At 10:09 PM, Anonymous Srinivasan (cheena_sha@yahoo.com) said...

The Govt.'s banning smoking in the small and big screen is nothing but again a stunt!!

If the G is really interested in its subjects, why can't they bring an ordinance and stop growing tobacco anywhere in India? If it is really concerned about liver-cirois amongst its people, why on earth they are keeping quiet still, not ordering all liquor shops to close and liquor manufacturers to pull down their shutters once for all? They wont.
Because then who will fill their coffers?

It is like letting out your front hall to an Ahimsa convention in the day and allowing an abattoir to work there in the night!

I hope many who read this must be knowing Tamil. I would like to quote one song penned by Pattukottai. "Thirudanaai paarthu thirundha vittaal, thiruttai ozhikka mudiyathu" Very true.
People basically should be honest, otherwise, no police, no military, no law can mend them.

When the Govt. banned liquor ad. on small and big screens, what did our smart ad people do? They manufactured (or they claimed so) soda and named it after the popular brand of liquors and comfortably went on advertising about their soda. And our people know how to read in between lines and the message is driven home!
You think our Govt. is made of duds who can not detect this hoodwinking?

It is all in the game. "Naan adikkira maadhiri adikkiren, Nee azhara madhiri azhu" is the name of the game.

**Work task**
Condense the comment into exactly two sentences.

**Information supplied**
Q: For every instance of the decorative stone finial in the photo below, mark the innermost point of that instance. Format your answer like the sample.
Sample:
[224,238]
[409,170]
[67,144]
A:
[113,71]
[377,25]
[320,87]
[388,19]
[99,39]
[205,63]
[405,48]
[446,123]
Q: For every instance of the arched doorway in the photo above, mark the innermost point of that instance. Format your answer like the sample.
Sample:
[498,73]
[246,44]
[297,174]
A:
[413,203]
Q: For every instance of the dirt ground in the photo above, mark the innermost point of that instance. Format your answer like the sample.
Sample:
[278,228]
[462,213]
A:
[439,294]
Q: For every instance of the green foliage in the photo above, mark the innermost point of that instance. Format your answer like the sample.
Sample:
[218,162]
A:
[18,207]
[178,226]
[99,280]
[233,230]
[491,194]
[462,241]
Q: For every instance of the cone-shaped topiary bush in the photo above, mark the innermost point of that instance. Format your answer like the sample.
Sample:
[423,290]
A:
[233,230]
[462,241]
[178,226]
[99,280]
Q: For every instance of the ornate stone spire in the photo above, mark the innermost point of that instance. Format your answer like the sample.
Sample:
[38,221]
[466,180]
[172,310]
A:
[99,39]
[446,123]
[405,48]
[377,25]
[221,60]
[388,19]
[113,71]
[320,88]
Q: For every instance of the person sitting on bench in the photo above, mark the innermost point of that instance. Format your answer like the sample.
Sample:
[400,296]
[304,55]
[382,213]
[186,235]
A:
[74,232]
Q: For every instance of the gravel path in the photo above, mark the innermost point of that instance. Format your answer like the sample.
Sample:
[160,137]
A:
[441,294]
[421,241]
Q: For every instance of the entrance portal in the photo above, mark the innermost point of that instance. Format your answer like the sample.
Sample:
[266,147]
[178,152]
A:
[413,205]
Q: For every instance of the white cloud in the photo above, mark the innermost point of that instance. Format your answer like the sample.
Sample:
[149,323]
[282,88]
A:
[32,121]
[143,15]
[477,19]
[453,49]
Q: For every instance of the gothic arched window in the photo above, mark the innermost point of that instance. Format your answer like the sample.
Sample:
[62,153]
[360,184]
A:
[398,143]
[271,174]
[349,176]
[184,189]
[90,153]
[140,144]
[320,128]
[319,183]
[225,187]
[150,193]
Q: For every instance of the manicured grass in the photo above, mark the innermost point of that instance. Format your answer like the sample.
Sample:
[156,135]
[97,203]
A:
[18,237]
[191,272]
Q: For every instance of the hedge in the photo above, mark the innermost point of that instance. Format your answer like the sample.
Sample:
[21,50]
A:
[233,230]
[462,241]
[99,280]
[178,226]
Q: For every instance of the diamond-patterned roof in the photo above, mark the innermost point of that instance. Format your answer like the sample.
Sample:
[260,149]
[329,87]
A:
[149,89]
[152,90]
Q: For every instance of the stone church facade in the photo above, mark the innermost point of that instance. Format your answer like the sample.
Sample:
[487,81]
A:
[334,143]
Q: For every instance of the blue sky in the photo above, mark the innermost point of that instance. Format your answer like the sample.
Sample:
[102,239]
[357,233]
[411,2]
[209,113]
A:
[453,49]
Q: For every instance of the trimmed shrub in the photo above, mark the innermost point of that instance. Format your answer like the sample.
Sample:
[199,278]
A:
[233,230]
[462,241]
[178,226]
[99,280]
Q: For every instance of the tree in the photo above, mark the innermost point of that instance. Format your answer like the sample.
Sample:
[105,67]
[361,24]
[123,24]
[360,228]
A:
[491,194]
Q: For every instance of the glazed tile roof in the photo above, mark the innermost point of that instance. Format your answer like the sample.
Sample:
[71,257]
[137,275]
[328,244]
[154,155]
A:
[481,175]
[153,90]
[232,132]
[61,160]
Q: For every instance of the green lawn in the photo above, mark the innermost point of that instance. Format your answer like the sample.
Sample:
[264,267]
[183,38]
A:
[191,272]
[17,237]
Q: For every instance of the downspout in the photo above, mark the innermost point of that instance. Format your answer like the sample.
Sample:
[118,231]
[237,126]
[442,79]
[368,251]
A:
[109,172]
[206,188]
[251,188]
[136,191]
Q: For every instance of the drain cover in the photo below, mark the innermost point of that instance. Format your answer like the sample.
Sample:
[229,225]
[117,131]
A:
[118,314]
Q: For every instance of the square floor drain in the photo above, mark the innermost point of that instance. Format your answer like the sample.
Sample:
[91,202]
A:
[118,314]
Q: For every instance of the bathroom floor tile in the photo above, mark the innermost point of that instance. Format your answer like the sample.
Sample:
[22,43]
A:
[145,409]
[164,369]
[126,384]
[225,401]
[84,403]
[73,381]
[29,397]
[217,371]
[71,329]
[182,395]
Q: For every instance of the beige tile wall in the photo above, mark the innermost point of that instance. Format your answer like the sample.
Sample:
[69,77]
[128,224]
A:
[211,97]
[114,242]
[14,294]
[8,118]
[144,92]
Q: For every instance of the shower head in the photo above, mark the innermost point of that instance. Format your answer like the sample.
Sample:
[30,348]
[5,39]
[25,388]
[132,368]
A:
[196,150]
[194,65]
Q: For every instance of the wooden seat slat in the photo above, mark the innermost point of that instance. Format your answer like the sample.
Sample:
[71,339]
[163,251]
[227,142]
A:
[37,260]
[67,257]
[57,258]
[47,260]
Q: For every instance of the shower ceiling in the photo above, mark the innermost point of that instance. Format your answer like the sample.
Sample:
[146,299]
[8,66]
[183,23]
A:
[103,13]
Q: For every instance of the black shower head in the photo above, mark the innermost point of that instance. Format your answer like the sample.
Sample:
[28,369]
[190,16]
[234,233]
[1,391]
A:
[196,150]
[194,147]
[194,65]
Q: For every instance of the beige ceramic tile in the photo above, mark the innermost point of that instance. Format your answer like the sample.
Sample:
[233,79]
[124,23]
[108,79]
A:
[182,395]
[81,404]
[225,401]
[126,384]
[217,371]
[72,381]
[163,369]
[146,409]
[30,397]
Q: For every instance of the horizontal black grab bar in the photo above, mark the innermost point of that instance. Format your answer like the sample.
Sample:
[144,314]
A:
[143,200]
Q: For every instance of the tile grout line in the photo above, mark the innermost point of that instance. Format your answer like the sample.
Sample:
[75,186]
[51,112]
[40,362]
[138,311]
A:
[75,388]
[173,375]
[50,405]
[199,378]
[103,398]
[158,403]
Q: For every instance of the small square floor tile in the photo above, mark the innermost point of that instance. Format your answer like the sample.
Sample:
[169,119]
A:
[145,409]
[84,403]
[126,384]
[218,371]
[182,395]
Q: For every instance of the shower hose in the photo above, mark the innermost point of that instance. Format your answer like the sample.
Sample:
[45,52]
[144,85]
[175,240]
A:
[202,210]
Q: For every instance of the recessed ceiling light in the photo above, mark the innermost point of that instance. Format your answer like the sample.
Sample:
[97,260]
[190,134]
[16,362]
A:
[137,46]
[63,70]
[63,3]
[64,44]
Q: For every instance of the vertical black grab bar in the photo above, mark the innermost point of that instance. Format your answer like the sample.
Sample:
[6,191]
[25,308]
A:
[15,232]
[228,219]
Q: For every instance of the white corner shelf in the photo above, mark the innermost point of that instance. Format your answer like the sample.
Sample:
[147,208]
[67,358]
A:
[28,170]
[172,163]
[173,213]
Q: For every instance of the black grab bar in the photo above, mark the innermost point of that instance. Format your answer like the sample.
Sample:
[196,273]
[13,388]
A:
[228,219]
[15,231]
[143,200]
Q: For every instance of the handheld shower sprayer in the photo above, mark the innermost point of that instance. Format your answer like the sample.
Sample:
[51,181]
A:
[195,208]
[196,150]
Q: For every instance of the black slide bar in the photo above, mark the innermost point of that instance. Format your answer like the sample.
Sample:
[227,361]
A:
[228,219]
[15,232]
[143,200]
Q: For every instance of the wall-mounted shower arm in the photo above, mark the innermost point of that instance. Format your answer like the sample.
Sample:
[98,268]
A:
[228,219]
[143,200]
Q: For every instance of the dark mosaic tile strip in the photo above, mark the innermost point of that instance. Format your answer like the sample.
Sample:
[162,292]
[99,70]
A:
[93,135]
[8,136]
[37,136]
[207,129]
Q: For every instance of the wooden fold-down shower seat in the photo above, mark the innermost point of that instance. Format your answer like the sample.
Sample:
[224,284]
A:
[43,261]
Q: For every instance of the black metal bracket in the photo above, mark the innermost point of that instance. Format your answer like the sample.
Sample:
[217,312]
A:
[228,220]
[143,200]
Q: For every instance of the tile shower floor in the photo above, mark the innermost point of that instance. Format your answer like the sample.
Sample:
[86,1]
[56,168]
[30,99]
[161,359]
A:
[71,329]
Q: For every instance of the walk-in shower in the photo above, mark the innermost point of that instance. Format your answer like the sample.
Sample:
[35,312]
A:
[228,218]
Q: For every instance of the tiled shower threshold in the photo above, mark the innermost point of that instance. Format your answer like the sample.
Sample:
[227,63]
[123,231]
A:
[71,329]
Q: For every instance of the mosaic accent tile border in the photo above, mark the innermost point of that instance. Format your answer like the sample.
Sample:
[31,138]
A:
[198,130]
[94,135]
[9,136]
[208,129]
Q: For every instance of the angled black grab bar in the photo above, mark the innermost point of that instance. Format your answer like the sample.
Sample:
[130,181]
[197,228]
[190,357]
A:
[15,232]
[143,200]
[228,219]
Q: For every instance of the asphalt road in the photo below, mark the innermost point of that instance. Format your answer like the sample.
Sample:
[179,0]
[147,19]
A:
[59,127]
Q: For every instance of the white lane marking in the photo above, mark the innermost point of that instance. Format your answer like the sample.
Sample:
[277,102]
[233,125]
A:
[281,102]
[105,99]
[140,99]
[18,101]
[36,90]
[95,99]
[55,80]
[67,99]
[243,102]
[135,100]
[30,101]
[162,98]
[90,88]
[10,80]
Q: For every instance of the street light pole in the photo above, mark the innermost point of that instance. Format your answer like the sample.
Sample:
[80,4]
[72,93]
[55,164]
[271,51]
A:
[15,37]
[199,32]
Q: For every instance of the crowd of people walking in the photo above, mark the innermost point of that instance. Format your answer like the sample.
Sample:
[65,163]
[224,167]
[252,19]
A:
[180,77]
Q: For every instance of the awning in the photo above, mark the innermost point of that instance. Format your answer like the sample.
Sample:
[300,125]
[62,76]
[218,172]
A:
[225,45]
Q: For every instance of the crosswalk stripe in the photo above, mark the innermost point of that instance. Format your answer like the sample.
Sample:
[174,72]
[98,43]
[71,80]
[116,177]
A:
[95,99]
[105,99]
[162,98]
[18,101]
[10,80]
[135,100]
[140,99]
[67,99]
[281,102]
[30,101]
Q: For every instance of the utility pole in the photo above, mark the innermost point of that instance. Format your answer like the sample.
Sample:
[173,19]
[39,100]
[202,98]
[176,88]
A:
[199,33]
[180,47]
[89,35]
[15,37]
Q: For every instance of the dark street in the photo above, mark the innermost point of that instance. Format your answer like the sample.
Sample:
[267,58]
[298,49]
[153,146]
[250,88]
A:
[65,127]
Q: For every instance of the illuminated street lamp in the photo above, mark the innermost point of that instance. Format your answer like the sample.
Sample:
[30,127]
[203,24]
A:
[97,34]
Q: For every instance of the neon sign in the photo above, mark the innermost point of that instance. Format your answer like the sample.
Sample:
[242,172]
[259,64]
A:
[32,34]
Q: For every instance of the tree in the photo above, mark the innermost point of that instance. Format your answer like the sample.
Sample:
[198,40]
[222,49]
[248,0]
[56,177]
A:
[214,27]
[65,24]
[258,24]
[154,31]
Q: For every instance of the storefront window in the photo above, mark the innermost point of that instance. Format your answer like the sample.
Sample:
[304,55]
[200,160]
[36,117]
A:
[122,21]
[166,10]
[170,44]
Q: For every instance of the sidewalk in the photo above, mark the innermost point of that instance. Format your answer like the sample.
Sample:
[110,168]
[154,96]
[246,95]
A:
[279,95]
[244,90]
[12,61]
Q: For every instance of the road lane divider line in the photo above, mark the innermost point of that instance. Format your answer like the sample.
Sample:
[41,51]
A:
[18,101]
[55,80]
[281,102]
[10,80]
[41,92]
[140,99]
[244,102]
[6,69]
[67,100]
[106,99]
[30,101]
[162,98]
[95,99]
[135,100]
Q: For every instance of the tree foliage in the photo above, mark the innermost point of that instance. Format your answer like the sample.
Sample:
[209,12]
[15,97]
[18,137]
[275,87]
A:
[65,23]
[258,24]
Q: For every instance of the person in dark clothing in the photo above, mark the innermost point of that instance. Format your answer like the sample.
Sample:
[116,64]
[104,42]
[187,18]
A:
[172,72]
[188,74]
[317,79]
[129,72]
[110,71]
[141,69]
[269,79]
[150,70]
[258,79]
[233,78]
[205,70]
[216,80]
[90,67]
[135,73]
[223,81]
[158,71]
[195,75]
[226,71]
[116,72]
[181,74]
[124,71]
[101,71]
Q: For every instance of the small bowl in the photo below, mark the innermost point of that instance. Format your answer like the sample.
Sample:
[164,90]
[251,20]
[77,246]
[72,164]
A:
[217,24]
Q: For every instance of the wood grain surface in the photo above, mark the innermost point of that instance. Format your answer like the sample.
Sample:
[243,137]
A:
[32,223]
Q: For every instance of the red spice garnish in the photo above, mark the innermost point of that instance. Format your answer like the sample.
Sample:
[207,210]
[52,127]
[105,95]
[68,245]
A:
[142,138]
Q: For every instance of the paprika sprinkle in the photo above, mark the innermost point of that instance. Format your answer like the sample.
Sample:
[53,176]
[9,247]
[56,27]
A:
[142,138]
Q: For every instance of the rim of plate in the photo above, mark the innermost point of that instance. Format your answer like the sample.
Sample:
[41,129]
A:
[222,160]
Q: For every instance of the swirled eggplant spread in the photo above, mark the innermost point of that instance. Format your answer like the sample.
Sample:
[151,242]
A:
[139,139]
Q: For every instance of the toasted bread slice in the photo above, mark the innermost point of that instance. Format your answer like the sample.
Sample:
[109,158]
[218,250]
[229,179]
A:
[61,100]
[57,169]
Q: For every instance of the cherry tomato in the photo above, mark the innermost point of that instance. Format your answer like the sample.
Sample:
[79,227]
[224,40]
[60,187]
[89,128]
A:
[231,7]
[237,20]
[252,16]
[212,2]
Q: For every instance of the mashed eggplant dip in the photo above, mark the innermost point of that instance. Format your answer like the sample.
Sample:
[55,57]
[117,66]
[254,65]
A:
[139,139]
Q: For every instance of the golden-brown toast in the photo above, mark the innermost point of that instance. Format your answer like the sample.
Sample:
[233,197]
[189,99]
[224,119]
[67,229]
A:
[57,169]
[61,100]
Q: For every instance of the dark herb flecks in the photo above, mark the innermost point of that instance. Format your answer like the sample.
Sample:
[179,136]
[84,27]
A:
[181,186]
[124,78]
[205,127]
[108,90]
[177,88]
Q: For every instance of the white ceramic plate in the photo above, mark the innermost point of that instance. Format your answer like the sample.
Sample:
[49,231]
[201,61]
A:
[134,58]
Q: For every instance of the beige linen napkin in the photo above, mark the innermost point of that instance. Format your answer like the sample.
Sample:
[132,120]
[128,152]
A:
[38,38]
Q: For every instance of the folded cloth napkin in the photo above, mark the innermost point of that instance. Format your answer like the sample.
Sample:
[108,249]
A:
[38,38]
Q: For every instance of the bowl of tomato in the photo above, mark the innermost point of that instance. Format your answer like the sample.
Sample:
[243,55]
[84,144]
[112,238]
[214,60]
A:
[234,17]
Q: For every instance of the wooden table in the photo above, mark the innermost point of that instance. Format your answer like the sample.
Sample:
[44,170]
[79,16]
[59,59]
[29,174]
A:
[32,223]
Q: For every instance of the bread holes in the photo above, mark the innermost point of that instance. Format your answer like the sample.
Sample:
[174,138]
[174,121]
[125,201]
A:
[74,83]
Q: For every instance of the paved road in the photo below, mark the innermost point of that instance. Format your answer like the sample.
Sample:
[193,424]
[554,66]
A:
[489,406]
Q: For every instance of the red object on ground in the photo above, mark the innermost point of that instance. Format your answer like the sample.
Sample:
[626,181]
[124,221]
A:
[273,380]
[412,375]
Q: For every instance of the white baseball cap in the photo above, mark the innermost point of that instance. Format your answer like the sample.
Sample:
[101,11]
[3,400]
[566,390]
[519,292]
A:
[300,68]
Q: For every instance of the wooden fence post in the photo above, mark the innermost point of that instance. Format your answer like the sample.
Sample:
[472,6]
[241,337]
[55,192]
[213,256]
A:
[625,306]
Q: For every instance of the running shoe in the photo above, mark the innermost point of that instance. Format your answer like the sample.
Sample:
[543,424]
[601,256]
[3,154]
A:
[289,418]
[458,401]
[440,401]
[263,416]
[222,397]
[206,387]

**Answer below**
The comment calls the government's ban on smoking in film and television a stunt, arguing that a government truly concerned for its people would stop tobacco growing and shut down liquor shops and manufacturers, which it will not do because that would leave its coffers unfilled. It points to advertisers who named sodas after popular liquor brands once liquor ads were banned, holds that people must be honest because otherwise no police, military or law can mend them, and describes the whole situation as a game.